## YOUR INSTRUCTIONS
Identify the line that contains "the kitchen faucet" in the material. Output it and every line after it, unchanged, through the end.

## EXTRACTED INFORMATION

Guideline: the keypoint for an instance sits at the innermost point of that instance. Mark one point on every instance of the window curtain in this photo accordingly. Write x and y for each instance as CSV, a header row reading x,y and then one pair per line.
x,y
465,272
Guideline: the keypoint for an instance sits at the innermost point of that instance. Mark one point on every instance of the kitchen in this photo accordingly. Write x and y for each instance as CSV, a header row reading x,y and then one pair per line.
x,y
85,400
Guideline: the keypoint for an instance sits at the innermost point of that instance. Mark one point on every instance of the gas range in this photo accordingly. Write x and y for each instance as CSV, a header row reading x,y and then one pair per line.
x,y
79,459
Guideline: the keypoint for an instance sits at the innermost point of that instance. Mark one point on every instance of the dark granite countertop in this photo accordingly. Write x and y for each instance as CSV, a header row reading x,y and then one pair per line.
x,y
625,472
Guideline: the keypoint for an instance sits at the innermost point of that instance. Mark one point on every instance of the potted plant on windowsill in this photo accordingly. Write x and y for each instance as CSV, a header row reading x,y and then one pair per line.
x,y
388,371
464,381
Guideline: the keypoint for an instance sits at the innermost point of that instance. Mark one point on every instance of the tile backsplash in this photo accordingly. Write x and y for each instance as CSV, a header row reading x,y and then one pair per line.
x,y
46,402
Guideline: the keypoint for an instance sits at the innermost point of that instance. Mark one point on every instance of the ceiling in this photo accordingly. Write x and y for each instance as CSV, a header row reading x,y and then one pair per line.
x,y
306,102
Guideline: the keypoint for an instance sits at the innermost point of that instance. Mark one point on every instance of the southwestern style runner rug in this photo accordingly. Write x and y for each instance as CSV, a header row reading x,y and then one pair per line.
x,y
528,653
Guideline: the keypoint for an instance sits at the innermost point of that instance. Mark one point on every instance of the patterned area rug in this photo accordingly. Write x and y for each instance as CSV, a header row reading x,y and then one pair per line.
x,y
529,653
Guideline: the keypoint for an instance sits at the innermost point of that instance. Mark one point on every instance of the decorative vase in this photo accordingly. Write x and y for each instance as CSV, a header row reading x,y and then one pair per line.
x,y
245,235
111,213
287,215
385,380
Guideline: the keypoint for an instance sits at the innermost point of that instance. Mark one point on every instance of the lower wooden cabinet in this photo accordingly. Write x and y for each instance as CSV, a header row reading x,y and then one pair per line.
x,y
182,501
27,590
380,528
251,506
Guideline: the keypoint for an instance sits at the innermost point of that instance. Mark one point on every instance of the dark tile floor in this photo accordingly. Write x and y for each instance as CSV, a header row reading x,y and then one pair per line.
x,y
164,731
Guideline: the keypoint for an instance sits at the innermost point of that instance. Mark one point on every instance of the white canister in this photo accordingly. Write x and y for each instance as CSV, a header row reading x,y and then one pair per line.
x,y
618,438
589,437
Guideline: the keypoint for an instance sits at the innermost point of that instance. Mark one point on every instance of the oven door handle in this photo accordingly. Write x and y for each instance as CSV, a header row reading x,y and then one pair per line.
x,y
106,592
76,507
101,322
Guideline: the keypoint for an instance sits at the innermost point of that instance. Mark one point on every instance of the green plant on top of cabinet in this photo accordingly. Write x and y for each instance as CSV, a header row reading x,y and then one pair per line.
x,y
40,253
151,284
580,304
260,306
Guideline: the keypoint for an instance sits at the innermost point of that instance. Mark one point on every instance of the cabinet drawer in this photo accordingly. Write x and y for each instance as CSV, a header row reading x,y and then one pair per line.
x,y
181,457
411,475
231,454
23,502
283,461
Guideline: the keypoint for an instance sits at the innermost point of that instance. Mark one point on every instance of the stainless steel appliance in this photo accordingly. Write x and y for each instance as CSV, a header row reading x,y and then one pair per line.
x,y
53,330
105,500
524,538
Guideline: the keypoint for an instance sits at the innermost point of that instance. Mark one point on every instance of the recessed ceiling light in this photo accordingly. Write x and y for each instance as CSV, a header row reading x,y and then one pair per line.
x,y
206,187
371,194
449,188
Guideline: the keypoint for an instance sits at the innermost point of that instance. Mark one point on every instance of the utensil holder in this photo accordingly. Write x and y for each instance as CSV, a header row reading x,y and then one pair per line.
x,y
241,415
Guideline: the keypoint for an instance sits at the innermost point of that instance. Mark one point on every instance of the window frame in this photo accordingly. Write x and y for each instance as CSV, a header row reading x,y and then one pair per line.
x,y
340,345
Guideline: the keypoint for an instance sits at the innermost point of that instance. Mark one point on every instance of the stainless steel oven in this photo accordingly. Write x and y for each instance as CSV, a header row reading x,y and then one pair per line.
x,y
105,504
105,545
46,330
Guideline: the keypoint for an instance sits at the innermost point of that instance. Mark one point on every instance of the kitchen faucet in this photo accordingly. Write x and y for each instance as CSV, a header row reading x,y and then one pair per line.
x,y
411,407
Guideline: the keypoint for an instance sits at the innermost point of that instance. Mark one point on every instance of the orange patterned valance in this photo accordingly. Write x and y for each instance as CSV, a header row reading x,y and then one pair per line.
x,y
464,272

## RESULT BELOW
Guideline: the keypoint for an instance sits at the innermost point of that instance. Mark one point on every instance of the kitchen faucet in this photo accordingly. Write x and y for each instance as CSV, a header row reading x,y and then one pair per line.
x,y
411,407
Guideline: the keypoint for an instance sits at the innermost point of that instance. Mark one point on every instance of the orange patterned valance in this photo accordingly. Write x and y for each instance as CSV, a header row reading x,y and then one pair per line.
x,y
464,272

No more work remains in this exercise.